### Provided text
Stanford hosted its 131st Commencement for the Class of 2022 on Sunday, granting degrees to over 5,000 undergraduate and graduate students. But the ceremony, which took place at Stanford Stadium, was absent its keynote speaker: Netflix CEO Reed Hastings M.S. ’88 tested positive for COVID-19 the day before he was set to take the podium.
“Unfortunately, just yesterday, Reed Hastings tested positive for COVID,” Tessier-Lavigne said. “And so he isn’t able to join us in person, unfortunately, but we’re delighted that he’s recorded his remarks and will address our graduates by video.”
Stanford granted 1,594 bachelor’s degrees, 2,371 master’s degrees and 1,124 doctoral degrees to graduating students. 286 of these students graduated with departmental honors and 275 with university distinction, while 132 have satisfied the requirements of more than one major, Tessier-Lavigne said in his welcome speech.
Before Hastings’ remarks, the President called on graduates to participate in a “special Stanford tradition” in which he instructed them to “think of all those family members and friends who supported you on this special journey. Turn to your family members and friends if they’re in the stands or watching from around the world.” Graduates then stood up, turned around and waved towards the bleachers with audible calls of gratitude.

[Records taken from a dataset]
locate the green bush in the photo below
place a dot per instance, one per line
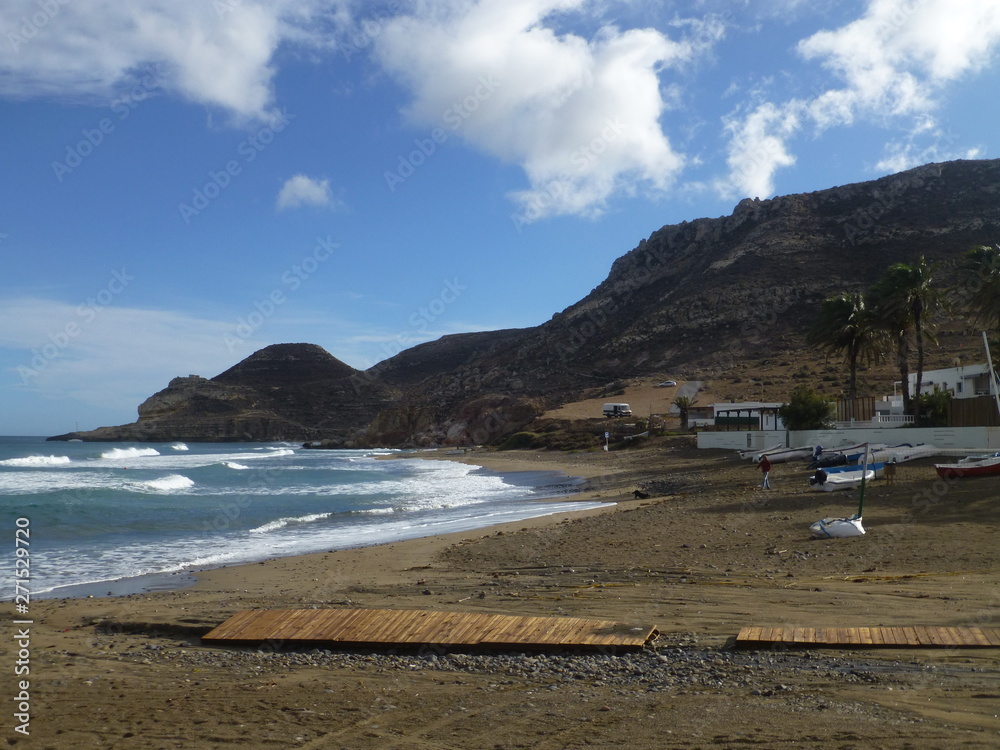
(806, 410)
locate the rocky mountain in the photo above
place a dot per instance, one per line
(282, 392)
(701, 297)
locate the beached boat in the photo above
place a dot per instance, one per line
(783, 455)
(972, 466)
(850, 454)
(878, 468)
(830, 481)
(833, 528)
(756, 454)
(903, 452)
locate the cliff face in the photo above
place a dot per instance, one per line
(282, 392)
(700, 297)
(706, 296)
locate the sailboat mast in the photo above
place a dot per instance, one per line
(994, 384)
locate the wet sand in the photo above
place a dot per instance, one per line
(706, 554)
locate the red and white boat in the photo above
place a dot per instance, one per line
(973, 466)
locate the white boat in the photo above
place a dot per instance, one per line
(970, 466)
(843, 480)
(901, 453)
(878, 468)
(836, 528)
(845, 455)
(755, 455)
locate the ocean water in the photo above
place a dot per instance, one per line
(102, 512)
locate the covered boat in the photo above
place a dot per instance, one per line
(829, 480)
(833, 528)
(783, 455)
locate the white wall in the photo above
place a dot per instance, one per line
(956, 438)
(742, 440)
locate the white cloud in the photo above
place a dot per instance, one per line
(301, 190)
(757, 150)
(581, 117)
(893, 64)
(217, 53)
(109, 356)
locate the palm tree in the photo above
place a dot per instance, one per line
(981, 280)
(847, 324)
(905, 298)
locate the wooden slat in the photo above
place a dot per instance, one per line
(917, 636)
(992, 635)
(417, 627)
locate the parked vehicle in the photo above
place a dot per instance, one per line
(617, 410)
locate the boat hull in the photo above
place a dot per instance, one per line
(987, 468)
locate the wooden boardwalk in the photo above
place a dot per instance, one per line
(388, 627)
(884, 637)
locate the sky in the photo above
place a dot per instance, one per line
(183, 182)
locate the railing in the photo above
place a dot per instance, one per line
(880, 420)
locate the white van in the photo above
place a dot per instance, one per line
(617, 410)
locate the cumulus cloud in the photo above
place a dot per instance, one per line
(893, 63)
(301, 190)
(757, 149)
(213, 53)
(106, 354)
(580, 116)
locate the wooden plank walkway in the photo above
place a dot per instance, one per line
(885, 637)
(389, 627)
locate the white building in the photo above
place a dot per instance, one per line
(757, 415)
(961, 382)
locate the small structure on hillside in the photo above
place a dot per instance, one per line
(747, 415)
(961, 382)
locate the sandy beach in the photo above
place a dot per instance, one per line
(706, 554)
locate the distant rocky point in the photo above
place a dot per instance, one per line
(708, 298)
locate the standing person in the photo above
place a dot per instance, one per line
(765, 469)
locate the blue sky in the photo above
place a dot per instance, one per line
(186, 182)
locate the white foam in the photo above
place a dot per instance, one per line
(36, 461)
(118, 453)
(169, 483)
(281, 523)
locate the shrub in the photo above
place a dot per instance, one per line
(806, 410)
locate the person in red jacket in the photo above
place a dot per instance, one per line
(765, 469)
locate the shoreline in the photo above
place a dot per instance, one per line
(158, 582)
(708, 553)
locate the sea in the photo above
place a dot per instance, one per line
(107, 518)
--
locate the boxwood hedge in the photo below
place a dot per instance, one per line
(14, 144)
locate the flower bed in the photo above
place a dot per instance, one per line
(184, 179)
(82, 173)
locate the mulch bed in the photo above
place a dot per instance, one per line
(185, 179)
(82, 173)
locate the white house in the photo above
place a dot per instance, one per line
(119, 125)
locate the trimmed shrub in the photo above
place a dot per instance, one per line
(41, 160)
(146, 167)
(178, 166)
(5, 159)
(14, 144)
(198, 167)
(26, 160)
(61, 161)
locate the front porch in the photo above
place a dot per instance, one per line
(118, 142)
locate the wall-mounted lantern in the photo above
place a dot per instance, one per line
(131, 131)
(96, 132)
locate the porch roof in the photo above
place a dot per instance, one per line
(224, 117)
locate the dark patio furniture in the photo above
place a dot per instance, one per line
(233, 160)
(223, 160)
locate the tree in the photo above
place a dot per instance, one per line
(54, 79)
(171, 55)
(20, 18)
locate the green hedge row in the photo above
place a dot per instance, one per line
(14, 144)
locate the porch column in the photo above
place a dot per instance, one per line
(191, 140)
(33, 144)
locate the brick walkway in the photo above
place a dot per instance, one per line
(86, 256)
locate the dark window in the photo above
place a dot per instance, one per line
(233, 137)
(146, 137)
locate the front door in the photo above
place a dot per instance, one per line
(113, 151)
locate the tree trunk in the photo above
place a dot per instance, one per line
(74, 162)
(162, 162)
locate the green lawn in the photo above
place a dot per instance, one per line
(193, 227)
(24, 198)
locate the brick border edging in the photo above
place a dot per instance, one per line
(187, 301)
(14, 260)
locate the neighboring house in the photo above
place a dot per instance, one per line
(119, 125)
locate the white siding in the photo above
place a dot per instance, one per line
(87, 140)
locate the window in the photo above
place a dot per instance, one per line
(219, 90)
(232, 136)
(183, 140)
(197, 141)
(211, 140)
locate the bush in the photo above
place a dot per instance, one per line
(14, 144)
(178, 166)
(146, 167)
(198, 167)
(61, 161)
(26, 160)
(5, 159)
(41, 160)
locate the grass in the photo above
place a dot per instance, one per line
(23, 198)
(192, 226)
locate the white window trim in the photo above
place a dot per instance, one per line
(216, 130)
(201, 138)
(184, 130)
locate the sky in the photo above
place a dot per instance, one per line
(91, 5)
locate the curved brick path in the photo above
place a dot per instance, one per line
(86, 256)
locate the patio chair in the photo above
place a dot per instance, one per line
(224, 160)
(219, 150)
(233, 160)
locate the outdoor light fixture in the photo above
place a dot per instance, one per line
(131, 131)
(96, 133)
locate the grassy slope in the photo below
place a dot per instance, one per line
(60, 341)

### Exercise aim
From the Stanford Commencement text, write out the passage starting with "Stanford hosted its" and going on through "take the podium.".

### Task response
Stanford hosted its 131st Commencement for the Class of 2022 on Sunday, granting degrees to over 5,000 undergraduate and graduate students. But the ceremony, which took place at Stanford Stadium, was absent its keynote speaker: Netflix CEO Reed Hastings M.S. ’88 tested positive for COVID-19 the day before he was set to take the podium.